* _Source_
The new look and graphics, created in-house at Starz Encore's headquarters have an edgier, hipper feel that complements the films and special attractions programmed for the channel. "Our audience is media savvy," says Che Che Mata, Vice President, On-Air Promotion. "They've grown up with MTV, video games and computers, and they definitely pay attention to style and trends. They're snowboarders, skiers, skateboarders, BMXers, surfers, or just plain kids in the know, and we think the channel will definitely connect with them."

In July, ACTION will also present exclusive interviews with action stars such as Vin Diesel (XXX, The Fast and the Furious), Jet Li (Romeo Must Die, Lethal Weapon 4), skateboard champion Tony Hawk, and others. Action Girl, a series of exciting over-the-top action vignettes featuring a Lara Croft-like character will help jump-start the re-launch.


----------



## gcutler (Mar 23, 2002)

Cool!!! I had never seen "Bubblegum Crisis" until I was on Action. I was hooked Immediately.

NeNe Rules!


----------



## Steve Mehs (Mar 21, 2002)

Im not a big fan of anime, but I ocassionaly watch some of the movies on Action. Theyre actually not that bad, and are alot better, IMO then DBZ or the anime on Cartoon Network.


----------



## Mark Holtz (Mar 23, 2002)

> _Originally posted by Steve Mehs _
> *Im not a big fan of anime, but I ocassionaly watch some of the movies on Action. Theyre actually not that bad, and are alot better, IMO then DBZ or the anime on Cartoon Network. *


Dragonball and Dragonball Z sucks. Cowboy Bebop is pretty good considering how much editing takes place.


----------



## Kevin (Mar 27, 2002)

I never really watched this channel but now I'm thinking about tuning in to it after these changes take place! The new lineup sounds interesting.


----------

* _Given material_
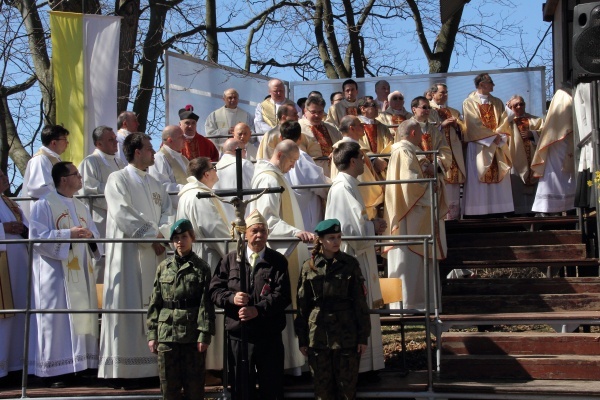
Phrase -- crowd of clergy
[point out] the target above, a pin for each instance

* _Problems_
A: In the forum thread about the Action channel, who holds the title Vice President, On-Air Promotion?
B: Rewrite the forum thread about the Action channel from "In July, ACTION" to "NeNe Rules!", putting "sketches" in place of "vignettes".
The listing has no connection to the forum thread about the Action channel.

* _Response list_
A: Che Che Mata holds that title.

B:
In July, ACTION will also present exclusive interviews with action stars such as Vin Diesel (XXX, The Fast and the Furious), Jet Li (Romeo Must Die, Lethal Weapon 4), skateboard champion Tony Hawk, and others. Action Girl, a series of exciting over-the-top action sketches featuring a Lara Croft-like character will help jump-start the re-launch.


----------



## gcutler (Mar 23, 2002)

Cool!!! I had never seen "Bubblegum Crisis" until I was on Action. I was hooked Immediately.

NeNe Rules!